# RECORDS TO USE start

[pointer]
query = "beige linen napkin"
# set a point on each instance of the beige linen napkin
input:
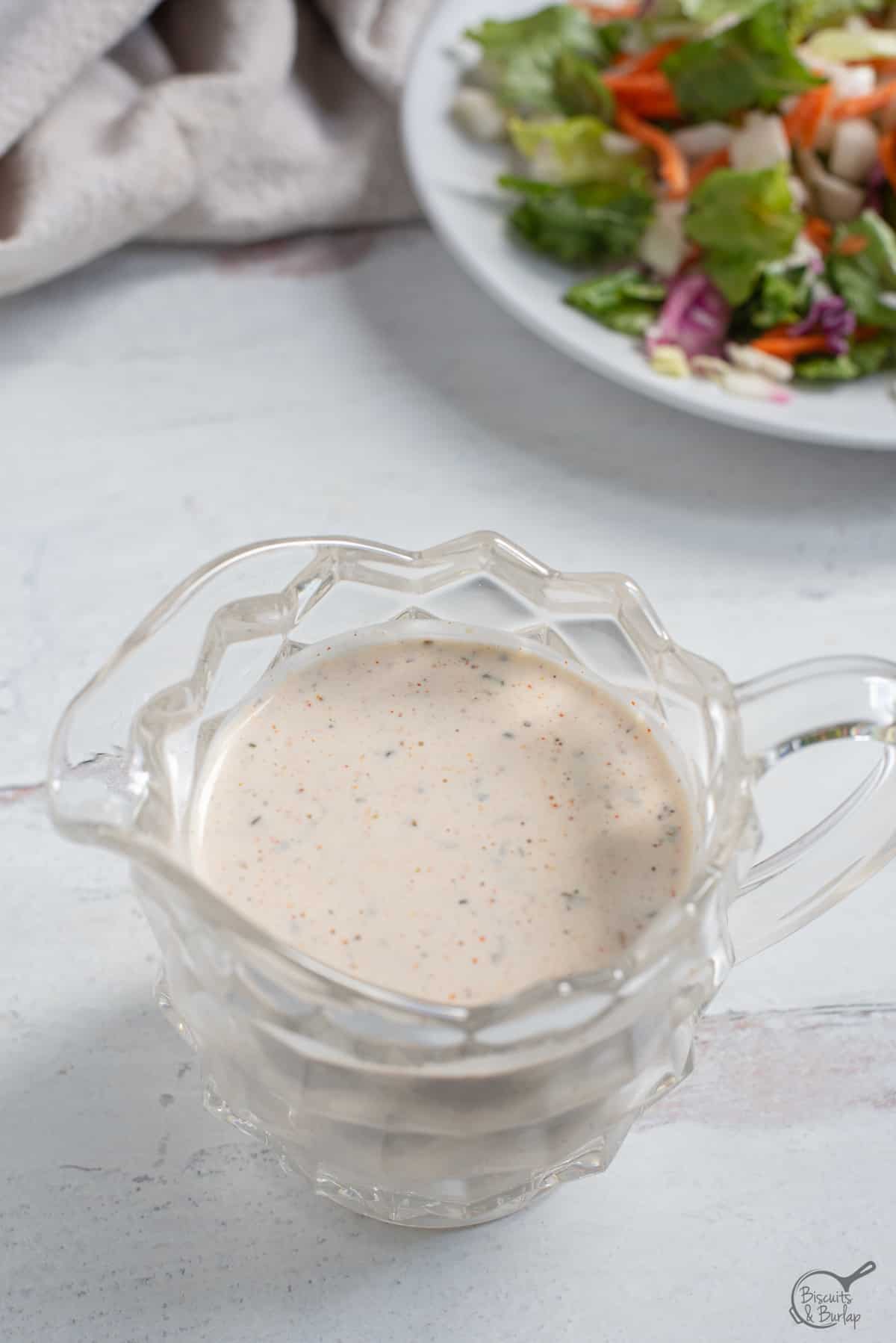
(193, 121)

# RECORDS TO USE end
# RECORDS TO USE start

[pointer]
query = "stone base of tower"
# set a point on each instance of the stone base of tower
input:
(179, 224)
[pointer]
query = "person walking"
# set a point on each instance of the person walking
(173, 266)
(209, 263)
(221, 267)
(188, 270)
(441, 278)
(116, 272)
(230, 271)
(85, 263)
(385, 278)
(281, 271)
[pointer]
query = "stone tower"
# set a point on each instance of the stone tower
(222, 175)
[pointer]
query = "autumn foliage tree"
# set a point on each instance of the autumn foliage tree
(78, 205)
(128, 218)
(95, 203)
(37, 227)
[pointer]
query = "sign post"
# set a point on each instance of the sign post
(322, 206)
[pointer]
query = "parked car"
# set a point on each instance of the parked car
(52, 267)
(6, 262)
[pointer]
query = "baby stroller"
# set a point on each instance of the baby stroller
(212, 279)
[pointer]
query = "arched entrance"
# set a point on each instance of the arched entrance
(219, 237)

# RECORDS TO USE end

> _WHAT YOU HAVE TO DO_:
Find every line in the records above that contains the word "napkin". Copy each of those lines in full.

> _WRITTEN ANSWER_:
query = "beige linen napkin"
# set a point on each instance of the beige linen napkin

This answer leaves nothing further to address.